- _Activity_:
Everything in the records below except the pictures must be written out exactly.

- _Given information_:
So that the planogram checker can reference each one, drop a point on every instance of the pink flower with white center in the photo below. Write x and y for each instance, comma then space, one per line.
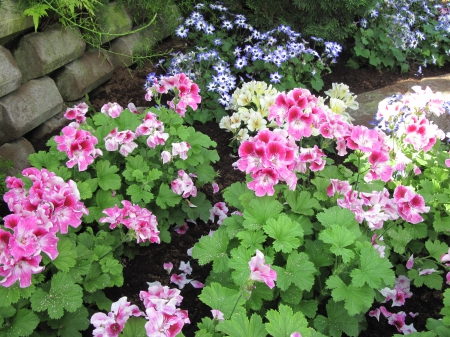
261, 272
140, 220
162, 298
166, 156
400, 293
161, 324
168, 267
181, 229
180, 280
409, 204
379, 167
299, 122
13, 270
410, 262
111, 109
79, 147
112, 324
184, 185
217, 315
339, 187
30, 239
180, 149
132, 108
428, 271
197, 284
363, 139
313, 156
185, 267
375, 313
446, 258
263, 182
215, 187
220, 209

- _Response to this exercise_:
So that the planogram checker can reference each one, drop a point on every instance of the pink flower with white center in the photo below. Write x and y for each instance, comma then space, one per line.
261, 272
140, 220
162, 298
166, 156
400, 293
161, 324
168, 267
181, 229
180, 280
409, 204
379, 167
299, 122
13, 270
410, 262
111, 109
79, 147
112, 324
184, 185
217, 315
339, 187
30, 239
180, 149
132, 108
428, 271
197, 284
363, 139
313, 156
185, 267
375, 313
446, 258
263, 182
215, 187
220, 209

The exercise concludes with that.